* _INSTRUCTIONS_
a – In the Beluga overview, why does Beluga avoid the complex protocol and synchronization overhead of RDMA?
b – Quote the Beluga overview verbatim, starting at "Beluga is the" and ending at "PCIe 5.0 ×16.".

* _GIVEN TEXT_

Alibaba Cloud proposes Beluga, a CXL-based shared memory architecture that enables direct GPU access to a large-scale memory pool via a CXL switch. Built atop this architecture, Beluga-KVCache dramatically accelerates large-scale KV Cache operations for LLM inference. Compared with the RDMA-based MoonCake, Beluga-KVCache:

Reduces Time-to-First-Token (TTFT) by 89.6%
Improves vLLM throughput by 7.35×

Beluga is the first system enabling GPU direct access to large pooled memory through a CXL switch—an important step toward low-latency access to massive shared memory.

🧩 Beluga Architecture Overview
#

Beluga uses CXL switches to build a scalable, shared memory pool accessible directly by both CPUs and GPUs via load/store operations. This approach removes the complex protocol and synchronization overhead typical of RDMA.

Hardware Deployment and Connectivity
#

Beluga replaces four RDMA NICs with two PCIe/CXL adapters:

Two-socket NUMA servers connect to the CXL switch via PCIe 5.0 ×16.
The shared CXL memory pool includes a switch node plus a memory box.

* _LISTED RECORDS_
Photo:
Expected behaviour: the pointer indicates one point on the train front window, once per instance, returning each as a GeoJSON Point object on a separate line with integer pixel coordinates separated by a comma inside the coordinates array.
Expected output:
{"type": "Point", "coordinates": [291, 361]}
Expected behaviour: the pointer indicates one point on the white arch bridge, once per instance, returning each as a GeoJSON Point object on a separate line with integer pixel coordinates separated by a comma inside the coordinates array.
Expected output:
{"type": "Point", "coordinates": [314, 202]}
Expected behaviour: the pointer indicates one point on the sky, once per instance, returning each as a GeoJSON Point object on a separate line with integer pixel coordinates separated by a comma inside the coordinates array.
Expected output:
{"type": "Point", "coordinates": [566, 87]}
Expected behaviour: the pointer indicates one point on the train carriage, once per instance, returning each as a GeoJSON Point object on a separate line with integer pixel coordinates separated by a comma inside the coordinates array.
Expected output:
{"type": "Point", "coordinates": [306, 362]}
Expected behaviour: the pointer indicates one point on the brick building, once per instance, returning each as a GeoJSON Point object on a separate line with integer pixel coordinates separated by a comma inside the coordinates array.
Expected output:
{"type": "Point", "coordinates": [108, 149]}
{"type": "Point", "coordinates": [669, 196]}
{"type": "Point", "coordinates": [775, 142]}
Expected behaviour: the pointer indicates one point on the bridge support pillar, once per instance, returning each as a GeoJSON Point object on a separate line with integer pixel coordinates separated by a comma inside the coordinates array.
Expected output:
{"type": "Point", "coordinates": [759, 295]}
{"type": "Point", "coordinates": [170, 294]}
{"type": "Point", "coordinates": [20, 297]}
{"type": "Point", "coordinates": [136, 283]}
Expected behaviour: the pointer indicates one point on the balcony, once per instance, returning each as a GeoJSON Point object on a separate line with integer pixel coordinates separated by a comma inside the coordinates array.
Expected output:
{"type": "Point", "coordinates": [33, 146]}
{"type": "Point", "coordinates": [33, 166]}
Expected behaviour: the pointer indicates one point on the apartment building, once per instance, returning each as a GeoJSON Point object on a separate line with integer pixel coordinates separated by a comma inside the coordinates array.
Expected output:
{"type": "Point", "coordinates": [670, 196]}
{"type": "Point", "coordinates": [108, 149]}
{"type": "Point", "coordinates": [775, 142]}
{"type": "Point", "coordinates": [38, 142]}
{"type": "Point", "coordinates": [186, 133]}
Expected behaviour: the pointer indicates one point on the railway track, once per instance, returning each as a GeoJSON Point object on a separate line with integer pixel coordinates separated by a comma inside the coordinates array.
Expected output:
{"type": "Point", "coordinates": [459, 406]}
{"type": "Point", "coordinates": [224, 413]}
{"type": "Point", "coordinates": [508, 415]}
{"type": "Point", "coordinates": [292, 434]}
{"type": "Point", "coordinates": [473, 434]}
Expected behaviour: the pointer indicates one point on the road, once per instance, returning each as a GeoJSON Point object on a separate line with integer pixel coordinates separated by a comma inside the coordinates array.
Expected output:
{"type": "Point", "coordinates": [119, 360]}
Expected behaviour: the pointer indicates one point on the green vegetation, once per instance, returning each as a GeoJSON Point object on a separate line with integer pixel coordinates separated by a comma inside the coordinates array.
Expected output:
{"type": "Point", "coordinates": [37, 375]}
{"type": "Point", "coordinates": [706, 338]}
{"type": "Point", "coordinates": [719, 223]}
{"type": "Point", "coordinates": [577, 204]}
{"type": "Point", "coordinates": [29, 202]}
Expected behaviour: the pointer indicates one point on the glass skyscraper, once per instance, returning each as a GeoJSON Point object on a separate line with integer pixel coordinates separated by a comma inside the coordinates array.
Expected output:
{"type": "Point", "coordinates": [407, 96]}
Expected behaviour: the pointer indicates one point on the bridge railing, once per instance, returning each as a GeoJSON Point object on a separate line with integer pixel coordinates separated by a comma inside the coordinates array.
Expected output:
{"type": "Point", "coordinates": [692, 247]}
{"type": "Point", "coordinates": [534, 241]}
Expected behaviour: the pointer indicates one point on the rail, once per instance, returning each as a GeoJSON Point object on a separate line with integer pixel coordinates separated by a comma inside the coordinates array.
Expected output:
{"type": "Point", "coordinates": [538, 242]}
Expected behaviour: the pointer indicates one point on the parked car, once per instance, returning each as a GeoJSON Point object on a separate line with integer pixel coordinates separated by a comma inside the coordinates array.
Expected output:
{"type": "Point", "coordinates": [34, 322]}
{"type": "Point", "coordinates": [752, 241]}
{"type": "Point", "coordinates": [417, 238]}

* _EXERCISE RESPONSES_
a – Beluga uses CXL switches to build a scalable shared memory pool. Both CPUs and GPUs access that pool directly through load/store operations, and this removes the complex protocol and synchronization overhead typical of RDMA.

b –
Beluga is the first system enabling GPU direct access to large pooled memory through a CXL switch—an important step toward low-latency access to massive shared memory.

🧩 Beluga Architecture Overview
#

Beluga uses CXL switches to build a scalable, shared memory pool accessible directly by both CPUs and GPUs via load/store operations. This approach removes the complex protocol and synchronization overhead typical of RDMA.

Hardware Deployment and Connectivity
#

Beluga replaces four RDMA NICs with two PCIe/CXL adapters:

Two-socket NUMA servers connect to the CXL switch via PCIe 5.0 ×16.